== Task statement ==
Retype only the stretch of lines that starts with the line containing "positive clicks: (355, 477)" and ends with the last line of the records, both included, exactly.

== Input for this task ==
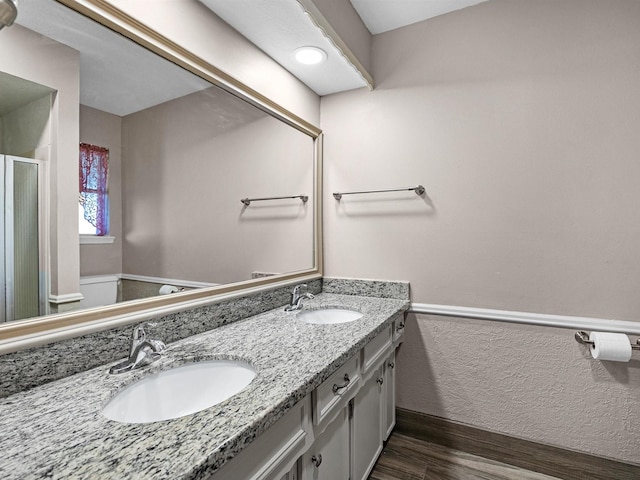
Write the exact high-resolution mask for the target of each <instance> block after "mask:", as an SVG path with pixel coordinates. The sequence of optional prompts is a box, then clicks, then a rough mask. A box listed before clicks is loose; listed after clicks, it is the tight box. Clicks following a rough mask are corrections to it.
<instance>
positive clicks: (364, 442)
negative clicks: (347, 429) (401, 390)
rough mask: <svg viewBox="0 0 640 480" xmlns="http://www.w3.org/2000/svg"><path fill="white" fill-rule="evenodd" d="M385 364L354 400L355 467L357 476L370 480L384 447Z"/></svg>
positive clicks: (355, 477)
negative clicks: (384, 383) (383, 373)
mask: <svg viewBox="0 0 640 480" xmlns="http://www.w3.org/2000/svg"><path fill="white" fill-rule="evenodd" d="M383 384H384V377H383V370H382V366H380V367H378V369H376V371H375V372H374V373H373V375H372V376H371V377H370V378H369V379H368V380H367V382H366V383H365V384H364V385H363V386H362V388H361V389H360V391H359V392H358V394H357V395H356V396H355V399H354V403H353V418H352V419H351V421H352V437H351V451H352V467H353V476H352V478H353V480H366V478H367V476H368V475H369V473H370V472H371V470H372V469H373V466H374V464H375V463H376V460H377V459H378V456H379V455H380V452H381V451H382V428H383V424H382V421H383V410H382V398H383V397H382V386H383Z"/></svg>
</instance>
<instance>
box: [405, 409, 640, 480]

== Response for this exercise ==
positive clicks: (355, 477)
negative clicks: (384, 383) (383, 373)
mask: <svg viewBox="0 0 640 480" xmlns="http://www.w3.org/2000/svg"><path fill="white" fill-rule="evenodd" d="M383 384H384V377H383V370H382V366H380V367H378V369H376V371H375V372H374V373H373V375H372V376H371V377H370V378H369V379H368V380H367V382H366V383H365V384H364V385H363V386H362V388H361V389H360V391H359V392H358V394H357V395H356V396H355V399H354V403H353V418H352V419H351V421H352V437H351V451H352V467H353V476H352V478H353V480H366V478H367V476H368V475H369V473H370V472H371V470H372V469H373V466H374V464H375V463H376V460H377V459H378V456H379V455H380V452H381V451H382V428H383V424H382V421H383V410H382V398H383V397H382V386H383Z"/></svg>
</instance>
<instance>
box: [405, 409, 640, 480]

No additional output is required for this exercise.